# START OF PAGE TEXT
Source value error in reusable dataflow

Question

Source value error in reusable dataflow

Kleber Rebello 0

Hi,

We have a REUSABLE ADF dataflow loading a (parameterized) Synapse table from a (also parameterized) parquet file.

It failed with a source value greater than the 8,000 maximum character size Synapse accommodates. Our source is Salesforce, which does not have a substring function we could resort to address this.

Do we have an option to have the dataflow simply truncate the source value by default ?

Please advise.

Ganesh Gurram 7,295 Reputation points Microsoft External Staff Moderator

2025-04-09T02:29:30.71+00:00
@Kleber Rebello

In Azure Data Factory (ADF) Mapping Data Flows, when loading data into Azure Synapse Analytics, ADF does not automatically truncate source values that exceed column limits (e.g., 8,000 characters for VARCHAR). If the data length exceeds what Synapse supports, it results in a failure during data insertion.

Recommended approach:

You can use a Derived Column transformation in your data flow to manually truncate the string values before writing to Synapse. substring(columnName, 0, 8000)

To apply truncation only when needed: iif(length(columnName) > 8000, substring(columnName, 0, 8000), columnName)

Reference: substring() function - ADF Mapping Data Flow

Derived Column transformation

Since you're using a reusable data flow, if your column names are parameterized, you can either:

Apply the truncation logic to specific columns where this is likely to occur.

Or create a transformation with logic that evaluates multiple columns dynamically (to the extent supported).
# END OF PAGE TEXT
TO-DO LIST:
a - List every function name used in the expressions in the dataflow truncation thread.
b - For each statement, say whether the dataflow truncation thread supports it, and quote the words that decide it. (i) Salesforce has a substring function the poster could use to fix the problem. (ii) ADF automatically truncates source values that exceed column limits. (iii) The dataflow loads a Synapse table from a parquet file.
c - Write the next part of the dataflow truncation thread, picking up after its final sentence.
The entries that come next are separate material and have nothing to do with the dataflow truncation thread.
# START OF SUPPLIED INFORMATION
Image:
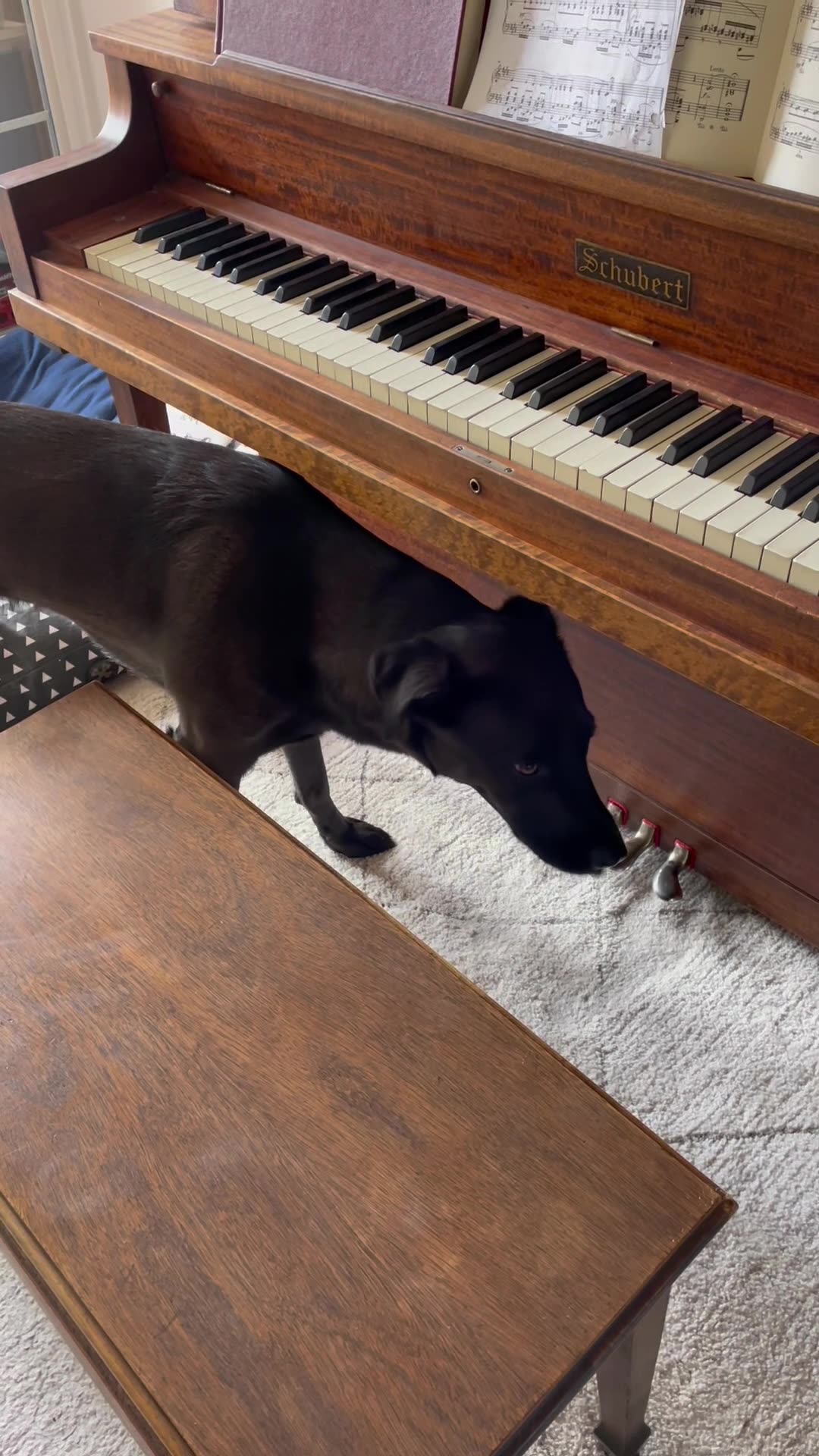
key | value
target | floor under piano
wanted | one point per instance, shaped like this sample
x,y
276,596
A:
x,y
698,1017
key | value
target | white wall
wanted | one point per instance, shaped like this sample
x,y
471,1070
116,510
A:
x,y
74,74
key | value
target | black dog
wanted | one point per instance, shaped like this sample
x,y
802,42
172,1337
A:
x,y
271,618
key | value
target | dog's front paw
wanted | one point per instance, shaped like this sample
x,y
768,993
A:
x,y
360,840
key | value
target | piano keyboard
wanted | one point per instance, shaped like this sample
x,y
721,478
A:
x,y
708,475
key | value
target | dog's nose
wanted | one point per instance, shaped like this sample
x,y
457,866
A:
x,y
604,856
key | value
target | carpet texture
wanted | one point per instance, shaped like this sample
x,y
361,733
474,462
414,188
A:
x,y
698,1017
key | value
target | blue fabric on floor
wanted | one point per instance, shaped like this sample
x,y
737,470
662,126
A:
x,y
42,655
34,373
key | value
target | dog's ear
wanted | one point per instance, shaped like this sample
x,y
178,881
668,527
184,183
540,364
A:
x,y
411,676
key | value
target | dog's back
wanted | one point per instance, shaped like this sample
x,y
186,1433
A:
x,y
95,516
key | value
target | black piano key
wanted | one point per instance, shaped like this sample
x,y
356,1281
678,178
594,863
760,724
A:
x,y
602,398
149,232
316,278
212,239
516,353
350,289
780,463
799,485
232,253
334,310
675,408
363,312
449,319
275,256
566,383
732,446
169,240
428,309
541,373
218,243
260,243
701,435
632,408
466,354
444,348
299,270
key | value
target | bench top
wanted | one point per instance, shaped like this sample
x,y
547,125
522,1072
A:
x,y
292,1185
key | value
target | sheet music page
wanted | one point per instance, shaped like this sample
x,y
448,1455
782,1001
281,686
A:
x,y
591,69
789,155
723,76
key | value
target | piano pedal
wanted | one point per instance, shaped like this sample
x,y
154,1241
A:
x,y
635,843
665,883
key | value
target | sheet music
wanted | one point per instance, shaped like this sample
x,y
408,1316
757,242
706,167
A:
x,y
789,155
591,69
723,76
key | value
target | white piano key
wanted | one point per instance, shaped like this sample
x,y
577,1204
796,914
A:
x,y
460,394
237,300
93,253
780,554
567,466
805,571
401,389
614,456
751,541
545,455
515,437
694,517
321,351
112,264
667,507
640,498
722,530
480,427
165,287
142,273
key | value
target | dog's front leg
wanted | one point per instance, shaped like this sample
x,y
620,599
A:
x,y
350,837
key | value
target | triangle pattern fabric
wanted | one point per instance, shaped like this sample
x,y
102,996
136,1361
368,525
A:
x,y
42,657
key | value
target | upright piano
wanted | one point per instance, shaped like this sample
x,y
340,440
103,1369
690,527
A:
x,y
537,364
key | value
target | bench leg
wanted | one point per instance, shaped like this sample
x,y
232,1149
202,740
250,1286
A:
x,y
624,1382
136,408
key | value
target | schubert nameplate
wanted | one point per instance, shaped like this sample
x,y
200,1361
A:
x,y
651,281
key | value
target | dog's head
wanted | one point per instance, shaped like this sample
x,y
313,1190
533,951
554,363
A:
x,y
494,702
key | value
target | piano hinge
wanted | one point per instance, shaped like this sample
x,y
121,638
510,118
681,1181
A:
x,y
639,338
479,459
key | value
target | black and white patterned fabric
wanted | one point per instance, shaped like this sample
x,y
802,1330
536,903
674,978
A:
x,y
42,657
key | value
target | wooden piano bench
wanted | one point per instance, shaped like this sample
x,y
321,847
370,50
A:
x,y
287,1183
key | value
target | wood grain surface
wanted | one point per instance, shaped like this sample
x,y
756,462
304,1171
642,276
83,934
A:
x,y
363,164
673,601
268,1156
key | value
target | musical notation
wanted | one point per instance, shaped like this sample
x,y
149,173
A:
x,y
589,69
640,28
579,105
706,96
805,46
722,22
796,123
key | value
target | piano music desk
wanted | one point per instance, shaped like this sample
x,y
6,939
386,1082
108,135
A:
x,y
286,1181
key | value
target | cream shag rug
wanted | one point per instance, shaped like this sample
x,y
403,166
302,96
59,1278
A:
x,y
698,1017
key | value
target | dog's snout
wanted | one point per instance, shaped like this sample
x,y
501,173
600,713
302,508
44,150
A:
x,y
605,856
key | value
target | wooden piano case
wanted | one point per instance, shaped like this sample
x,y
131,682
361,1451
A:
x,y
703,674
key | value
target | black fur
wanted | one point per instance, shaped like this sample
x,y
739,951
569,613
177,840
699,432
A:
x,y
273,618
# END OF SUPPLIED INFORMATION
RESULTS OF THE EXERCISE:
a - substring, iif, length

b -
(i) No: "Our source is Salesforce, which does not have a substring function we could resort to address this."
(ii) No: "ADF does not automatically truncate source values that exceed column limits"
(iii) Yes: "loading a (parameterized) Synapse table from a (also parameterized) parquet file."

c -
Note: There is no built-in option in ADF to auto-truncate values at the sink side. It must be handled manually via transformations before writing to Synapse.

I hope this information helps.

Kindly consider upvoting the comment if the information provided is helpful. This can assist other community members in resolving similar issues.
Kleber Rebello 0 Reputation points

2025-04-09T11:03:16.73+00:00
Hi, @Anonymous .

Regarding your reply:

"Since you're using a reusable data flow, if your column names are parameterized, you can either:

Apply the truncation logic to specific columns where this is likely to occur.

Or create a transformation with logic that evaluates multiple columns dynamically (to the extent supported)."

One of the tables the reusable dataflow is used to load has over 250 columns ! Does that mean we will have to build logic for each column where truncation could potentially occur ?
Ganesh Gurram 7,295 Reputation points Microsoft External Staff Moderator

2025-04-10T05:52:56.6833333+00:00

@Kleber Rebello

When dealing with a table that has over 250 columns, defining truncation logic for each column manually would not be scalable or efficient.

Unfortunately, ADF Mapping Data Flows do not currently support dynamic iteration over all columns (like a for-each loop or a dynamic schema mapping in expressions). This means that if you want to apply truncation using substring(), it does have to be defined per column, even in a reusable data flow.

Appreciate if you could share the feedback on our feedback channel. Which would be open for the user community to upvote & comment on. This allows our product teams to effectively prioritize your request against our existing feature backlog and gives insight into the potential impact of implementing the suggested feature.

I hope this information helps!
Ganesh Gurram 7,295 Reputation points Microsoft External Staff Moderator

2025-04-11T04:31:28.7166667+00:00

@Kleber Rebello

We haven’t heard from you on the last response and was just checking back to see if you have a resolution yet. In case if you have any resolution please do share that same with the community as it can be helpful to others. Otherwise, will respond with more details and we will try to help.
Kleber Rebello 0 Reputation points

2025-04-11T11:09:12.2666667+00:00

"if you want to apply truncation using substring(), it does have to be defined per column, even in a reusable data flow."

That does not help much, sorry.

Customer feedback: It would be simpler if a dataflow could truncate by default or if it had a checkbox as an option to do it.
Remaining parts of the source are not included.